• Short exercise:
Extract all data as written.
* START Provided information *
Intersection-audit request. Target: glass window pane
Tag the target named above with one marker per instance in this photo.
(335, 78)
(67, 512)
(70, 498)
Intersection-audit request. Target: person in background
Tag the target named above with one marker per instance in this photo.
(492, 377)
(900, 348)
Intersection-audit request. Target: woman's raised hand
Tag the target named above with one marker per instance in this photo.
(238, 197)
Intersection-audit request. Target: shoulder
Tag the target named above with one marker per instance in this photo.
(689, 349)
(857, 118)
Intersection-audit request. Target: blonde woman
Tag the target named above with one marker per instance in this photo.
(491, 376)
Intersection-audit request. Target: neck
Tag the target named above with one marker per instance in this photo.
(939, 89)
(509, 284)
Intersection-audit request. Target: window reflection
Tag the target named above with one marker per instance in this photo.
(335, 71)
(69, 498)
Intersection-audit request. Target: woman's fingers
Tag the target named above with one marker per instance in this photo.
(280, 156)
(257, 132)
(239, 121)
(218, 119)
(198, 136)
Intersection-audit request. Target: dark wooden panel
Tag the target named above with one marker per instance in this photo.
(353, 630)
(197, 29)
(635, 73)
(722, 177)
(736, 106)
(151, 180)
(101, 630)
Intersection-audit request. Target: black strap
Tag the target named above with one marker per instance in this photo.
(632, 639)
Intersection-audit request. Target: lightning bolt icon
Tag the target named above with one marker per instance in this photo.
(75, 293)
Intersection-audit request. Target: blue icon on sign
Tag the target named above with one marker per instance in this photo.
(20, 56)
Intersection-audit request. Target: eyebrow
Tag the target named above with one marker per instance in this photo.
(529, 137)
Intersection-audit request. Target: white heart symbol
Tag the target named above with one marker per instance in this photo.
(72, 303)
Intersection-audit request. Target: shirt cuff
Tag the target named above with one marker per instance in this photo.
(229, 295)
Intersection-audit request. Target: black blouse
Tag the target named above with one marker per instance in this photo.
* END Provided information *
• Final result:
Intersection-audit request. Target: glass window pane
Tag the target named above with one marker per instance in this photo.
(335, 78)
(67, 512)
(70, 498)
Intersection-audit request. Target: person in background
Tag the target named above with one marker per instance in this photo.
(492, 377)
(900, 348)
Intersection-audit request. Target: woman's raised hand
Tag the target named above with one marker per instance in this photo.
(238, 197)
Intersection-audit request. Target: shoulder
Tag the target named above with one marker per instance in this photo.
(689, 349)
(857, 118)
Intersection-audit request. Target: blonde woman
Tag the target named above with one marker per instance in this photo.
(491, 376)
Intersection-audit request. Target: neck
Tag the target named above with one marker per instance in this photo.
(939, 89)
(509, 284)
Intersection-audit request. Target: window reflection
Tag the target named above with one marker per instance in this photo.
(335, 71)
(69, 498)
Intersection-audit request. Target: woman's fingers
Tag the target named above with one marker per instance in this photo.
(280, 156)
(257, 132)
(239, 121)
(218, 119)
(198, 136)
Intersection-audit request. Target: dark wooden panel
Tag the target named above with one marker per instance in this photo.
(353, 630)
(197, 29)
(635, 73)
(722, 177)
(736, 106)
(151, 180)
(101, 630)
Intersection-audit request. Target: black strap
Tag the target named above with one marker per instance in this photo.
(632, 639)
Intersection-audit request. Target: lightning bolt icon
Tag the target named above with one marker per instance in this photo.
(75, 293)
Intersection-audit request. Target: blue icon on sign
Tag the target named above with one marker per instance in this photo.
(20, 56)
Intersection-audit request. Target: eyebrow
Tag the target named above with one marker per instance in this photo.
(529, 137)
Intersection-audit request. Target: white heart symbol
Tag the target named above with one marker per instance in this photo.
(72, 303)
Intersection-audit request. Target: shirt cuff
Tag the target named above with one marker per instance in this photo.
(229, 295)
Intersection-audit request. Target: black blouse
Tag the target named above with one marker per instance in this photo.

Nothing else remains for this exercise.